WHAT YOU HAVE TO DO: Continue the reflection on John Shea's commentary on the Great Commission from its last sentence, leaving the data that follows it aside.

DOCUMENT SECTION:
- Opening Delimiter -

Catholic theologian, John Shea, begins his commentary on the Great Commission by saying:
“So much begins when the heart cries, “This shouldn’t be!”

He is referring to our cries against hypocrisy and oppression, injustice and moral dysfunction. Times when we look around and see what is, and say, it shouldn’t be like this. Most everywhere we look today, we could say, This shouldn’t be!

Shea continues, saying: “It took me a long time to value prophetic grievers, the people who felt the underlying pain of situations and give it a voice. I always felt: ‘Enough already: let’s get on with it.’ Prophetic grieving was the first step, and I was always leery it would be the last step. We would complain and do nothing.”

Shea’s wariness is historically accurate. The prophets cry in the wilderness; most often in a great sea of silent apathy. It doesn’t mean they are wrong, it just means that no one is listening. The challenge to every prophetic voice is the numbness of the masses who have been anesthetized to the pain of the world. It has been the role of the prophets, preachers and sages for eons to awaken our hearts, to move us to compassion, to cry out, “This shouldn’t be!" and propel us into action.

Shea sees Jesus role here as not only prophet, but as one modeling the action necessary in response to that which should not be. As a prophetic witness Jesus sees all possible futures and sets about working toward the one in which justice and mercy reigns, the future bound up in the proclamation of Good News. So close is this possible future he tells the disciples, “the Kingdom of God has come near.” Now is the time to be sent out, now the harvest is plentiful he tells the disciples. He gives them authority over the demons and the ability to cure any illness and then commands them to go and take what has been freely given to them and freely “cure the sick, raise the dead, cleanse the lepers, cast out demons.” This is the work of everyone who follows Christ. And in our baptisms we have been given all that is needed to accomplish it. We have been given a great responsibility and we are not helpless, nor are we powerless.

- Closing Delimiter -

DATASET CONTENT:
- Opening Delimiter -

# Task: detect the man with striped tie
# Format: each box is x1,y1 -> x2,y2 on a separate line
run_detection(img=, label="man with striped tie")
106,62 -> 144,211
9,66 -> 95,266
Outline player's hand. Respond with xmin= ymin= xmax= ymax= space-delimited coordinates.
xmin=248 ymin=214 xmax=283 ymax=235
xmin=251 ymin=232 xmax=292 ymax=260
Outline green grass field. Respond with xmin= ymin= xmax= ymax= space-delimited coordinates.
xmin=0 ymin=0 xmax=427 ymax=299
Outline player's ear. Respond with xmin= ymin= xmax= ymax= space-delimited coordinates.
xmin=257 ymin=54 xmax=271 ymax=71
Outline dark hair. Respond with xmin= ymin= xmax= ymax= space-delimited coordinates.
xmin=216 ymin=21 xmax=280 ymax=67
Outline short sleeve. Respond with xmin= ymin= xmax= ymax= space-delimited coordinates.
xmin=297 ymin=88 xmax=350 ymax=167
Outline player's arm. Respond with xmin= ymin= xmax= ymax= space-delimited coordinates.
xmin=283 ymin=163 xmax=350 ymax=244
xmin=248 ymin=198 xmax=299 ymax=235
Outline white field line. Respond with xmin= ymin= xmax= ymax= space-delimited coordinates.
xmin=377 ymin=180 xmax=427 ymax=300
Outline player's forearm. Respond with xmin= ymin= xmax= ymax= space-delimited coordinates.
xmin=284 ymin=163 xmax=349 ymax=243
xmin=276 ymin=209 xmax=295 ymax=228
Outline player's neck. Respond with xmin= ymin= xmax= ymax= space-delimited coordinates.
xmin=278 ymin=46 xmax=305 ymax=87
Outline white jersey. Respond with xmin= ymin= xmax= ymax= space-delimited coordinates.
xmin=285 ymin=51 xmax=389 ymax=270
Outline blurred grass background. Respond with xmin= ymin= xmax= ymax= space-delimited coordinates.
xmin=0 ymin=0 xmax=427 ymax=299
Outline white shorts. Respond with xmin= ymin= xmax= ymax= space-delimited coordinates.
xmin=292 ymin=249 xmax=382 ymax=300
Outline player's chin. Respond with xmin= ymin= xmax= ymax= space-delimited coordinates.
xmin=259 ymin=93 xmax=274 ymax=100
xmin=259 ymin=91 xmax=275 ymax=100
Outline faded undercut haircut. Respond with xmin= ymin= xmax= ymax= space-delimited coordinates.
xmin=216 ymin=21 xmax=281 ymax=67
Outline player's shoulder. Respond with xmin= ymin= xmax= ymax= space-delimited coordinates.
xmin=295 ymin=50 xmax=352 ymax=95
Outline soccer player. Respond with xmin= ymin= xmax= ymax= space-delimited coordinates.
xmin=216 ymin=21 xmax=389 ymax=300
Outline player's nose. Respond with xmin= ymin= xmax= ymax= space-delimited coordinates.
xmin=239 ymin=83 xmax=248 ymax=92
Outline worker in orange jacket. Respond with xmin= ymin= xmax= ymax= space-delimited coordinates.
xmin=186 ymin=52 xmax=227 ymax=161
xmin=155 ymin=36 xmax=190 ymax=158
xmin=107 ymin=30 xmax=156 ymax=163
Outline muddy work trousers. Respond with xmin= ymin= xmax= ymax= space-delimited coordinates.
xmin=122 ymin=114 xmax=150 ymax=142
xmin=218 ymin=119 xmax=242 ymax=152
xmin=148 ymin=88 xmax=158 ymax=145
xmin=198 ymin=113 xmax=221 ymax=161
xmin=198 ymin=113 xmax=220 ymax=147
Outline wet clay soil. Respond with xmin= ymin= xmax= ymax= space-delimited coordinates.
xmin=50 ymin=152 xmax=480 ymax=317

- Closing Delimiter -

RESPONSE BOX:
So the work of the gospel is twofold: First we are to listen to the prophets in our midst, to see what they see; to see injustice, to see suffering, to see oppression, to see inequity, and to join their cries against every infraction against humanity and mother earth.  The second task is to do curative work. And the kind of work Jesus gives his followers to do is not the first thing that usually comes to mind when we think of the role of Christians in the world today. 

We are to cure the sick. Every person who has been baptized has been given the ability to lay hands on another for the purpose of healing. We do not appreciate the power that is in us and give that power away most of the time. We look to modern medicine to bring us to health and have forgotten or no longer take seriously the ability to assist one another with prayer and anointing and the laying on of hands. We are to cure the sick.

We are to raise the dead. This one might seems a bit of a stretch, but it isn’t. When we are distracted and our senses are suppressed by the many things in our culture that easily lull us into a kind of apathetic sleep, we are dead. We are, in fact, not living as full human beings; we cannot see fully what is going on all around us, we are desensitized to violence, corruption, environmental plundering, abject racism, and the outrageous ineffectiveness of every sector of governance to a stunning degree; we are lulled into complicity by hours of mindless television viewing, video gaming, engagement in social media and endless consumerism. Our worth is measured by materialistic standards and we have been formed and shaped by a capitalistic ethos which has no spiritual foundation. Happiness is contingent on having things and people acting as they ought too. When we eat junk, watch junk, talk junk, and our minds are cluttered with junk, this is what it means to be dead. Jesus commands us to raise the dead; and we must begin with ourselves.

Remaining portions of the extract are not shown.